==== Reading text

When historian Samuel Huntington wrote his seminal article about
the "Clash of Civilizations" he did not have in mind the conflict
between the United States and France, but between Islam and the
West. If he is so inclined, however, Mr. Huntington will find much
material in the clash of American and French world views, the
latest example of which was the debacle over the passage in Paris
last week of the Treaty on Cultural Diversity in UNESCO's cultural
committee.
The Treaty gives other countries the right to keep out American
cultural exports in the name of preserving their own cultures -
guess who is keenest on doing this, wink, wink. It was passed by a
vote of 148 to 2 with four abstentions, the two being the United
States and Israel. (The four abstentions were Australia, Liberia,
Honduras, and Nicaragua.)
In the French media, which did not even try to contain their glee,
the vote was characterized as the rest of the world against the
United States. After years of losing international clout, slipping
influence in the European Union, and falling behind economically,
the French finally have a win against the "Yankees," and they are
celebrating like crazy. They even got our friends the British on
board with this vote, a real disappointment.
Most Americans will not have heard of this obscure document, which
has been 10 years in the making. After all, Americans tend to be
busy doing and creating new things, not writing long treaties about
them, something the French happen to be particularly good at. Yet,
one major problem for the United States in the 21st century will
surely be our lack of ability to grapple with the proliferation of
international instruments and regimes, like Treaty on Cultural
Diversity. These treaties are key tools for those who want to
constrain American influence in the world. In UNESCO, the United
States was at a huge disadvantage, as was our hard-working
Ambassador Louise Oliver, who fought heroically to change the
result. The United States only rejoined the organization in 2003,
after a 20-year absence as President Reagan had pulled the United
States out in protest against UNESCO's anti-American slant and its
culture of cronyism.
Negotiations leading to the Treaty on Cultural Diversity were
inspired by desperate French efforts to keep American culture at
bay, in this case movies, music and the printed word. Since 1998,
quiet negotiations have been proceeding through an
intergovernmental grouping called the International Network for
Cultural Policy. "Globalization," according to a committee
statement, "poses new challenges to the ability of governments,
civil society and the private sector to nurture [cultural]
diversity." In other words, in Orwellian fashion, this treaty is
aimed at limiting cultural diversity, not expanding it.

========
==== Supplied entries

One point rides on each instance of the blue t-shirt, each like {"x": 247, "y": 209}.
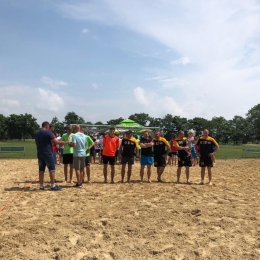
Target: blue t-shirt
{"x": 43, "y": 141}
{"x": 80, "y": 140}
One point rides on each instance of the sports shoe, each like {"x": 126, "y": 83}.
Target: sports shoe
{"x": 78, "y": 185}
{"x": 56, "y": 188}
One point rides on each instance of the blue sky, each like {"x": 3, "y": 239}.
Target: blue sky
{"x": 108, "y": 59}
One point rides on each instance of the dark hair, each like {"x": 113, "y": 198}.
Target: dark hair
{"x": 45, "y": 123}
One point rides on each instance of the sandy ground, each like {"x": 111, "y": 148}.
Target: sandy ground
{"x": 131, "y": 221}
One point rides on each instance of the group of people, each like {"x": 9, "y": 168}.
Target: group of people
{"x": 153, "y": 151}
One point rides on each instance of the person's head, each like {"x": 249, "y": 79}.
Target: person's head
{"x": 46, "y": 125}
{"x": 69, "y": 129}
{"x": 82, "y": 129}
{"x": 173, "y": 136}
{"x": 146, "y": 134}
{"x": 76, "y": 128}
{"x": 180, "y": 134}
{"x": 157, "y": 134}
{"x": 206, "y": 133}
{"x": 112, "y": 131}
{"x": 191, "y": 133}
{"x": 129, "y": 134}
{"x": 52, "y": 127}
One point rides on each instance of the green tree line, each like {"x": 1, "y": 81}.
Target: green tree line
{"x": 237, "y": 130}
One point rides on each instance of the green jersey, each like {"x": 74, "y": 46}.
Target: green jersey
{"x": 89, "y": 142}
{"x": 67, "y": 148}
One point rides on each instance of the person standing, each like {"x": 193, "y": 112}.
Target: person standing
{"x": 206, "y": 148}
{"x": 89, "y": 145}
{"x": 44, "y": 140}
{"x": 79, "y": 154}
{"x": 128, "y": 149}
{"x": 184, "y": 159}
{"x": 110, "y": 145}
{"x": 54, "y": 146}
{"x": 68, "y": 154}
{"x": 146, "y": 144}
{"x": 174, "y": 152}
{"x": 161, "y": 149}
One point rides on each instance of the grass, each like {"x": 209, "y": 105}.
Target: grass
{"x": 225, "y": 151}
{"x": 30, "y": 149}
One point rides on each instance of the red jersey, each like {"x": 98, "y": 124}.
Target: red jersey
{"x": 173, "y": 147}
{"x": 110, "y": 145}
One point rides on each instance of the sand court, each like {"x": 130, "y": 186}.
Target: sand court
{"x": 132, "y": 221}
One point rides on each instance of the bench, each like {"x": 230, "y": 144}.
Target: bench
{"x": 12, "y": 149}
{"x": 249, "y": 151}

========
==== Supplied entries

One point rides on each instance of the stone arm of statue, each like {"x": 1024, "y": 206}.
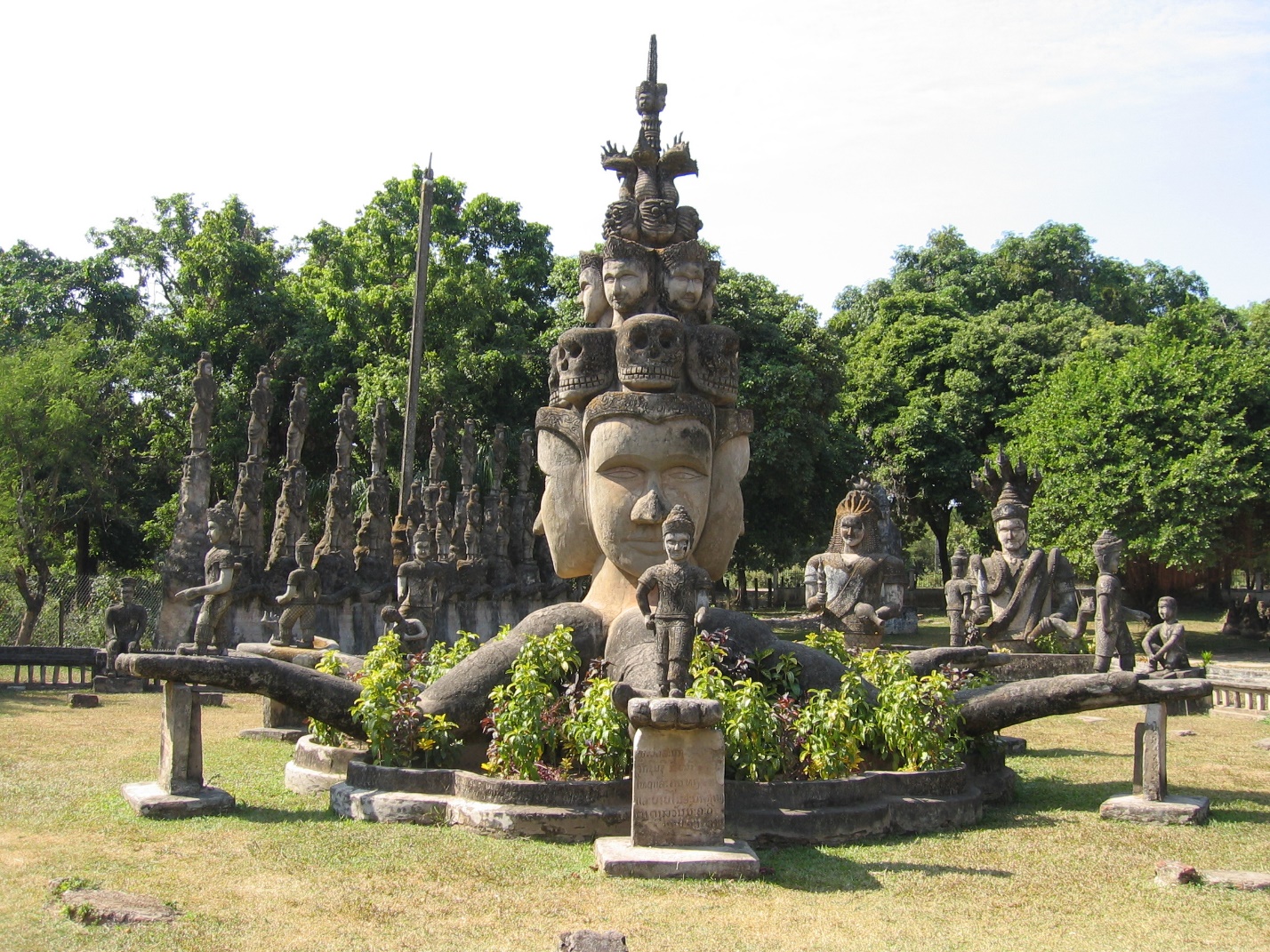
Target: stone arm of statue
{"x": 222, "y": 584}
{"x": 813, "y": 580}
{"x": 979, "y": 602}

========

### Jobs
1. In the article about the UNESCO cultural diversity treaty, which four countries abstained from the vote?
2. Please pick up the article about the UNESCO cultural diversity treaty after its final sentence and carry it forward.

### Solved tasks
1. Australia, Liberia, Honduras, and Nicaragua.

2.
For Paris and its friends in Ottawa, the problem with
globalization is that it allows French and Canadian citizens to
watch American movies and buy CDs with American bands, which they
do in droves like other consumers the world over. "Why don't they
just make better movies themselves?" asked my teenage stepson,
getting to the crux of the matter. Consumer choice and globalized
international trade means competition on a scale with which the
French are deeply uncomfortable.
According to the French conspiracy mill, the U.S. government is
forcing French consumers to eat hamburgers at thousands of
McDonald's outlets that dot the country. This causes McDonald's
restaurants to be the object of occasional violent attacks by
French radicals. And according to fevered French media reports of
the last few days, the post-World War II U.S. Marshall plan for
France was conditioned on the import of American movies which in
turn made French consumers buy American blue jeans. And on and on
it goes.
Though the real purpose of the Treaty on Cultural Diversity is
political, it may well have consequences for the Doha round of the
World Trade Organization. Protecting "cultural expression," in the
treaty's vague formulation, could mean protecting anything from
Brazilian coffee beans to French wine. Paris is already
jeopardizing the entire Doha round by bitterly opposing the cuts in
EU agricultural tariffs necessary to keep the round afloat - in
order to "save" the protectionist Common Agricultural Policy.
The French political elite have now come up with the idea of
"alternative globalization." Le Monde put it this way: "Cultural
Diversity - a manifesto for another kind of globalization." The
French way of globalization involves global governance, global
taxes, global environmental regulation, and regimes like the Treaty
on Cultural Diversity. What it does not imply is global free trade
- or actual cultural diversity, of course.
Helle Dale is director of the Douglas and Sarah Allison
Center for Foreign Policy Studies at the Heritage
Foundation.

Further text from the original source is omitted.